Output every record below exactly as it appears.

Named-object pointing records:
+ + + + + + +

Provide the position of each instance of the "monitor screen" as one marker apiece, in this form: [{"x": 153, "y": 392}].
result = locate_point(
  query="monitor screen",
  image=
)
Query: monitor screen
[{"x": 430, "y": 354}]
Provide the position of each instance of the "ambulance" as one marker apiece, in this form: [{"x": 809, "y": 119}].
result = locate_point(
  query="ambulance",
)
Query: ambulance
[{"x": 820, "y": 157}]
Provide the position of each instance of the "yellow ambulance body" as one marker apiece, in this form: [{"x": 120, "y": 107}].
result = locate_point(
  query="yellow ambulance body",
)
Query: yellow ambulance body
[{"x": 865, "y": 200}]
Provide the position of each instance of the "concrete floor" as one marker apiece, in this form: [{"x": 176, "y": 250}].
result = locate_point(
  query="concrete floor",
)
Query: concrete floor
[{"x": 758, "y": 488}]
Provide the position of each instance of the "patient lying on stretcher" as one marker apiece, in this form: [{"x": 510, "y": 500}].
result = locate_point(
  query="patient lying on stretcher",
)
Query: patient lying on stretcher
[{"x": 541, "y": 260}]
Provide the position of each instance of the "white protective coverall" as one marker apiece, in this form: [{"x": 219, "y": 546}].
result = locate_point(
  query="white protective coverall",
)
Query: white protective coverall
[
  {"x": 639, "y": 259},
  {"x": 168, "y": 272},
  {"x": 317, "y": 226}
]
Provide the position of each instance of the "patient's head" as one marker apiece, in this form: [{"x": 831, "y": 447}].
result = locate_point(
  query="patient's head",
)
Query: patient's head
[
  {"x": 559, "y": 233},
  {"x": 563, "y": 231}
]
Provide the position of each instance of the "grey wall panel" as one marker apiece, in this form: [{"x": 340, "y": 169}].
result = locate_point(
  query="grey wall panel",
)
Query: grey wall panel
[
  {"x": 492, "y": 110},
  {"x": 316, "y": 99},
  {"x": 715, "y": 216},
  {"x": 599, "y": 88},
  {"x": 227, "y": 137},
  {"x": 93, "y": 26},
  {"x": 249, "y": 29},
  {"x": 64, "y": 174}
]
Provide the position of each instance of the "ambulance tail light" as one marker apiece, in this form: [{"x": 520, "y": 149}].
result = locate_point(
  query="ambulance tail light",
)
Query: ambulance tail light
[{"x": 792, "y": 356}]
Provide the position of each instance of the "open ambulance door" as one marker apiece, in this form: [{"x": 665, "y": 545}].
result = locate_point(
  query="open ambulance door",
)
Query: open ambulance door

+ + + + + + +

## Solution to the problem
Provide the position of each instance of the "monitor screen" as one marker apiece, in this form: [{"x": 153, "y": 392}].
result = locate_point(
  query="monitor screen",
  image=
)
Query: monitor screen
[{"x": 430, "y": 354}]
Provide the position of each instance of the "ambulance" as one marker apiece, in this form: [{"x": 809, "y": 119}].
result = locate_point(
  query="ambulance",
)
Query: ambulance
[{"x": 820, "y": 157}]
Provide the position of each instance of the "yellow ambulance body" as one marker apiece, in this form: [{"x": 120, "y": 107}].
result = locate_point(
  query="yellow ambulance body",
)
Query: yellow ambulance body
[{"x": 865, "y": 200}]
Provide the position of each instance of the "concrete floor" as one marker apiece, in this form: [{"x": 176, "y": 250}].
result = locate_point(
  query="concrete floor",
)
Query: concrete floor
[{"x": 758, "y": 488}]
Provide the position of each instance of the "patient lying on stretcher" as one marker apiece, in this form: [{"x": 510, "y": 500}].
result = locate_point(
  query="patient lying on stretcher",
)
Query: patient lying on stretcher
[{"x": 541, "y": 260}]
Provide the position of each instance of the "white protective coverall" as one marker apiece, in this form: [{"x": 219, "y": 546}].
result = locate_point(
  query="white protective coverall",
)
Query: white protective coverall
[
  {"x": 639, "y": 259},
  {"x": 168, "y": 272},
  {"x": 317, "y": 226}
]
Provide the position of each instance of the "patient's head" as one marker apiece, in this form: [{"x": 831, "y": 447}].
result = locate_point(
  query="patient's head",
)
Query: patient's head
[
  {"x": 559, "y": 233},
  {"x": 563, "y": 231}
]
Provide the position of each instance of the "grey wall panel" as one marker apiece, in this form: [{"x": 340, "y": 169}].
result = locate_point(
  query="grey wall panel",
)
Query: grey wall panel
[
  {"x": 492, "y": 110},
  {"x": 316, "y": 99},
  {"x": 715, "y": 216},
  {"x": 599, "y": 88},
  {"x": 227, "y": 137},
  {"x": 93, "y": 26},
  {"x": 249, "y": 29},
  {"x": 64, "y": 174}
]
Provide the position of each instance of the "ambulance tail light" as one marker apiece, in this form: [{"x": 520, "y": 149}].
result = locate_point(
  query="ambulance tail light",
)
Query: ambulance tail light
[{"x": 792, "y": 356}]
Provide the position of each instance of the "open ambulance door" as one marker apiece, in this form: [{"x": 665, "y": 545}].
result = locate_point(
  query="open ambulance door",
)
Query: open ambulance door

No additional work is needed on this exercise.